TRY IT: A faithful, complete copy of the entries is the sole expected answer.

___ EXTRACTED DATA

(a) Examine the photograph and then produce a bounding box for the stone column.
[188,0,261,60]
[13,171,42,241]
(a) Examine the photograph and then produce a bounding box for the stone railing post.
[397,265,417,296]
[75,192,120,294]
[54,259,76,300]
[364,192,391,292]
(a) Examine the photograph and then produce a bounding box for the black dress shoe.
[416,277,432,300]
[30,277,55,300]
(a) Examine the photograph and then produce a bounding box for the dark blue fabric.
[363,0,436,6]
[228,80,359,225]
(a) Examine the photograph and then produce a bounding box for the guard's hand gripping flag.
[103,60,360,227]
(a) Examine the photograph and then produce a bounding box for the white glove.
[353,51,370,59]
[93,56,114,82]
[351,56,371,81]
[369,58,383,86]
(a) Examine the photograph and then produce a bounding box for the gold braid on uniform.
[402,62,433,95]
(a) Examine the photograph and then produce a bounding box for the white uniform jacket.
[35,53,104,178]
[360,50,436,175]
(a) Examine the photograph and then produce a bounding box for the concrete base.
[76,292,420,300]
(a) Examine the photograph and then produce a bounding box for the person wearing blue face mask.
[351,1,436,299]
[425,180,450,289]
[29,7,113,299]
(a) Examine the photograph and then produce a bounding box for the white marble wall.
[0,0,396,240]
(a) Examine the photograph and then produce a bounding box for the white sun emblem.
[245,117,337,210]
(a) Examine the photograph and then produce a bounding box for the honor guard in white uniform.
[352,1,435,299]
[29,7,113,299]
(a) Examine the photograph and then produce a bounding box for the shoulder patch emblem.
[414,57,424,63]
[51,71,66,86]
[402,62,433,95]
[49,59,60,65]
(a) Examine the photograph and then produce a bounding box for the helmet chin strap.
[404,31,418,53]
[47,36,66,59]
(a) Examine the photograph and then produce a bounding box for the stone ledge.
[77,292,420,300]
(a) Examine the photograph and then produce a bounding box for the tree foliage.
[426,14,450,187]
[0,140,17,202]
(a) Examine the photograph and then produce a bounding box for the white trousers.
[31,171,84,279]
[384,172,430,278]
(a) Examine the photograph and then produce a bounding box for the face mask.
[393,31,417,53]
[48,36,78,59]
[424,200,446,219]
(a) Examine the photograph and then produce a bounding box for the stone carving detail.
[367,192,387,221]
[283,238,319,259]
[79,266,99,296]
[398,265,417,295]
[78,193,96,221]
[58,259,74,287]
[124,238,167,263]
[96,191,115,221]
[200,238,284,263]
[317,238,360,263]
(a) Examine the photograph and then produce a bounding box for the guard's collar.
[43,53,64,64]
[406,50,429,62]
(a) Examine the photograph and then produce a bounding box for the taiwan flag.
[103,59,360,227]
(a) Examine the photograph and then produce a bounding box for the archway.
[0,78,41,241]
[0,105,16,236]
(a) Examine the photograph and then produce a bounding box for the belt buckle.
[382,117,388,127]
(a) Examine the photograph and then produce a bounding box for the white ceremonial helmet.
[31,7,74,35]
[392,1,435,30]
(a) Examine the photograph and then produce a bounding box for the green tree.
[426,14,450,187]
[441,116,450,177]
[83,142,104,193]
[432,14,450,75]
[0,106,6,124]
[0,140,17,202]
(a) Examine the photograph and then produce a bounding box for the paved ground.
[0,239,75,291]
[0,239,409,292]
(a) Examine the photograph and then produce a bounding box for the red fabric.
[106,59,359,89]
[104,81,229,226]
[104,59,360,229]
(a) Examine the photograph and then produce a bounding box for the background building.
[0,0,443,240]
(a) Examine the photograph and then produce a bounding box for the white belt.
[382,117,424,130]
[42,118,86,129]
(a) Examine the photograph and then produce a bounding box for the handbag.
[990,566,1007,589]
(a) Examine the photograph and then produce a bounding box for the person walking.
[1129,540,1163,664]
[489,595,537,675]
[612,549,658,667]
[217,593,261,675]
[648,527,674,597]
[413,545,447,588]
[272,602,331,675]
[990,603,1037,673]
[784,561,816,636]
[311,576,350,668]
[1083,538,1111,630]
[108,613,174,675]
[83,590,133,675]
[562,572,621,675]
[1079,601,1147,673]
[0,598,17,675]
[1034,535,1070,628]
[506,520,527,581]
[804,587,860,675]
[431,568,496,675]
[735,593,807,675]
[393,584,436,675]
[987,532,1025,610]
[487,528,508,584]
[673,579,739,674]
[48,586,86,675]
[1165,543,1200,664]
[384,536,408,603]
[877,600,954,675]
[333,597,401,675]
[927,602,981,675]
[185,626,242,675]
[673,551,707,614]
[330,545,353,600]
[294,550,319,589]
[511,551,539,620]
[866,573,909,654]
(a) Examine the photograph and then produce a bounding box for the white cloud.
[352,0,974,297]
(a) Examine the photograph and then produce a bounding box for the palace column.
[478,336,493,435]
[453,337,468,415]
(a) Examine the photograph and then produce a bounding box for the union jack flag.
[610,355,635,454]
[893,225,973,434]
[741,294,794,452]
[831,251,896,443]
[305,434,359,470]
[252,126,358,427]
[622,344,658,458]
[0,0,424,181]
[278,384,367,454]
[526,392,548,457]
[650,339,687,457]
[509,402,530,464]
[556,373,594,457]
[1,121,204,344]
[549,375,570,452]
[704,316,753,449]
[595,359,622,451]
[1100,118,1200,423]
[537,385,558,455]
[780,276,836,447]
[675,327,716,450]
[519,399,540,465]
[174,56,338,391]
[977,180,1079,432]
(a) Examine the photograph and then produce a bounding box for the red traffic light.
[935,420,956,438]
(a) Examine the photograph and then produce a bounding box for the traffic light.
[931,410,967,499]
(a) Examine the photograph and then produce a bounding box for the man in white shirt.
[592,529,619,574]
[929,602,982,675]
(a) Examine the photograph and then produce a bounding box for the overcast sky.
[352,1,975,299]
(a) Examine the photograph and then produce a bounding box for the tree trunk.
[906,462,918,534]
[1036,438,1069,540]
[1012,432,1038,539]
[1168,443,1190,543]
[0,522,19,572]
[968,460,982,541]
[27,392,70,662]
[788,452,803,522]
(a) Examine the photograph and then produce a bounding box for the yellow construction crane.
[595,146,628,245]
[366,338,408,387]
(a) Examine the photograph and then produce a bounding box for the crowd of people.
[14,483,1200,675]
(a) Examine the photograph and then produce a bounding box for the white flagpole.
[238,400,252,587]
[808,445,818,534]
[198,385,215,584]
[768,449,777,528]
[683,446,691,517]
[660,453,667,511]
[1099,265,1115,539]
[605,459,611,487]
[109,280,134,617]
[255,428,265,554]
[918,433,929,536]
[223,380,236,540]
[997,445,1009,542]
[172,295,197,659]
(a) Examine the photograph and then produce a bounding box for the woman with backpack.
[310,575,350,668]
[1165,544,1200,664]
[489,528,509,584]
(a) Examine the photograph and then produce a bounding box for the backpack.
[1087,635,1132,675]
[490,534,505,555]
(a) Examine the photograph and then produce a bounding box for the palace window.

______

EXERCISE OUTPUT:
(a) Examine the photograph and then produce a bounding box for the stone column.
[188,0,261,60]
[13,171,42,241]
(a) Examine the photograph and then produce a bounding box for the stone railing post.
[397,265,417,296]
[75,192,120,294]
[54,259,76,300]
[364,192,391,292]
(a) Examine the photograph and then produce a bounding box for the black dress shoe.
[416,277,432,300]
[30,277,55,300]
(a) Examine the photograph and then produce a bounding box for the dark blue fabric.
[363,0,436,6]
[228,80,359,225]
(a) Examine the photograph and then produce a bounding box for the guard's hand gripping flag.
[103,60,360,227]
(a) Examine the photograph and then produce a bounding box for the white glove.
[353,51,370,59]
[93,56,114,82]
[351,56,371,81]
[369,58,383,86]
(a) Examine the photograph and then produce a bounding box for the gold braid on uniform.
[402,62,433,95]
(a) Examine the photograph and then produce a bounding box for the white uniform jacket.
[35,53,104,178]
[360,50,436,175]
(a) Examine the photograph and then produce a bounding box for the concrete base.
[76,292,420,300]
(a) Examine the photograph and then produce a bounding box for the person wearing blue face mask.
[351,1,436,299]
[425,180,450,289]
[29,7,113,299]
(a) Examine the photograph and then produce a bounding box for the white marble wall.
[0,0,396,240]
(a) Examine the photograph and then produce a bounding box for the white sun emblem.
[245,117,337,210]
(a) Examine the photograph and then produce a bounding box for the honor guard in white uniform.
[352,1,435,299]
[29,7,113,299]
(a) Examine the photograph and then produce a bounding box for the shoulder patch emblem.
[414,57,424,63]
[51,71,66,86]
[402,62,433,95]
[49,59,60,65]
(a) Examine the photograph and then produce a bounding box for the helmet chin strap.
[404,31,418,53]
[47,36,66,59]
(a) Examine the photograph and then produce a bounding box for the stone ledge.
[77,292,420,300]
(a) Examine the photograph and then produce a bounding box for the tree foliage.
[426,14,450,187]
[0,140,17,202]
(a) Examine the photograph and then produce a bounding box for the white trousers.
[31,171,84,279]
[384,172,430,278]
(a) Examine the photograph and then produce a bounding box for the face mask.
[393,31,417,53]
[48,36,78,59]
[424,200,446,219]
(a) Examine the photograph and then produce a bounding box for the stone carving detail.
[367,192,387,221]
[283,238,319,259]
[79,266,99,296]
[398,265,417,295]
[78,193,96,221]
[58,259,74,287]
[124,238,167,263]
[96,191,115,221]
[200,238,284,263]
[317,238,360,263]
(a) Examine the photograph and then produce a bounding box for the guard's collar.
[43,53,64,64]
[406,50,429,62]
(a) Examine the photograph and then produce a bounding box for the taiwan flag.
[103,59,360,227]
(a) Examine the photograph and then produce a bounding box for the archway.
[0,78,41,241]
[0,105,16,236]
(a) Examine the photograph and then produce a bounding box for the belt buckle.
[382,117,388,127]
(a) Examine the photograph and then produce a bounding box for the white ceremonial helmet.
[31,7,74,35]
[392,1,435,30]
(a) Examine the photograph and then produce a bounding box for the green tree.
[426,14,450,187]
[441,116,450,177]
[83,142,104,193]
[432,14,450,75]
[0,106,6,124]
[0,140,17,202]
(a) Examine the photograph and then produce a bounding box for the paved ground.
[0,239,75,291]
[0,239,409,292]
(a) Examine the photograph and then produce a bounding box for the red fabric.
[106,59,359,89]
[104,81,229,226]
[104,59,360,229]
(a) Examine the photograph and then produce a bounding box for the background building.
[0,0,443,240]
(a) Examine the photograph and then produce a bounding box for the white belt.
[382,117,424,130]
[42,118,86,129]
(a) Examine the photograph and then produce a bounding box for the handbag.
[990,566,1007,589]
(a) Examine the photograph and then produce a bounding box for the person walking.
[1129,540,1163,664]
[489,595,537,675]
[612,549,658,667]
[217,593,261,675]
[648,527,674,597]
[413,545,447,588]
[272,602,331,675]
[990,603,1037,673]
[784,561,816,636]
[311,576,350,668]
[1083,538,1111,630]
[108,613,174,675]
[83,590,133,675]
[562,572,621,675]
[1079,601,1147,673]
[0,598,17,675]
[1034,535,1070,628]
[506,520,527,581]
[804,587,860,675]
[431,568,496,675]
[735,593,807,675]
[393,584,436,675]
[987,532,1025,610]
[487,528,508,584]
[673,579,739,674]
[48,586,86,675]
[1165,543,1200,664]
[384,536,408,603]
[877,600,954,675]
[333,597,401,675]
[927,602,981,675]
[185,626,242,675]
[673,551,707,614]
[330,545,353,600]
[294,550,319,589]
[511,551,539,620]
[866,573,909,654]
(a) Examine the photograph and then produce a bounding box for the white cloud.
[352,0,974,297]
(a) Examine the photograph and then produce a bounding box for the palace column.
[478,336,493,435]
[453,337,468,415]
(a) Examine the photograph and then produce a bounding box for the union jack flag.
[610,355,635,454]
[893,225,973,434]
[741,294,794,452]
[831,251,896,443]
[305,434,359,470]
[252,126,358,427]
[622,344,658,458]
[0,0,424,181]
[278,384,367,454]
[526,392,548,457]
[650,339,687,457]
[509,402,530,464]
[556,373,594,457]
[1,121,204,344]
[549,375,570,452]
[704,316,753,449]
[595,359,622,451]
[1100,118,1200,423]
[537,385,558,455]
[780,276,836,447]
[675,327,716,450]
[519,399,540,465]
[174,56,338,391]
[977,180,1079,432]
(a) Examine the photograph and then produce a bounding box for the red traffic light.
[935,420,956,438]
(a) Examine the photograph and then produce a bounding box for the traffic light.
[931,410,967,499]
(a) Examine the photograph and then produce a bounding box for the man in white shirt.
[592,529,619,574]
[929,602,982,675]
(a) Examine the photograph and then produce a bounding box for the overcast sky.
[352,1,975,299]
(a) Examine the photograph and then produce a bounding box for the tree trunk.
[906,462,918,534]
[1036,438,1069,540]
[1012,432,1038,539]
[1168,443,1190,543]
[0,522,19,572]
[968,460,982,541]
[27,392,70,662]
[788,452,803,522]
(a) Examine the photograph and then produce a bounding box for the yellow construction crane.
[595,146,628,245]
[366,338,408,387]
(a) Examine the photograph and then produce a bounding box for the crowd of people.
[14,483,1200,675]
(a) Examine the photograph and then produce a bounding box for the white flagpole.
[238,400,252,587]
[808,445,818,534]
[198,385,215,584]
[768,449,777,528]
[683,446,691,517]
[660,453,667,511]
[1099,265,1115,539]
[605,459,611,487]
[109,280,134,617]
[255,428,265,554]
[918,433,929,536]
[223,380,236,540]
[997,445,1009,542]
[172,295,197,659]
(a) Examine the photograph and then produce a bounding box for the woman with backpack.
[310,575,350,668]
[1165,544,1200,664]
[489,528,509,584]
(a) Examine the photograph and then produce a bounding box for the backpack.
[1087,635,1132,675]
[490,534,505,555]
(a) Examine the photograph and then produce a bounding box for the palace window.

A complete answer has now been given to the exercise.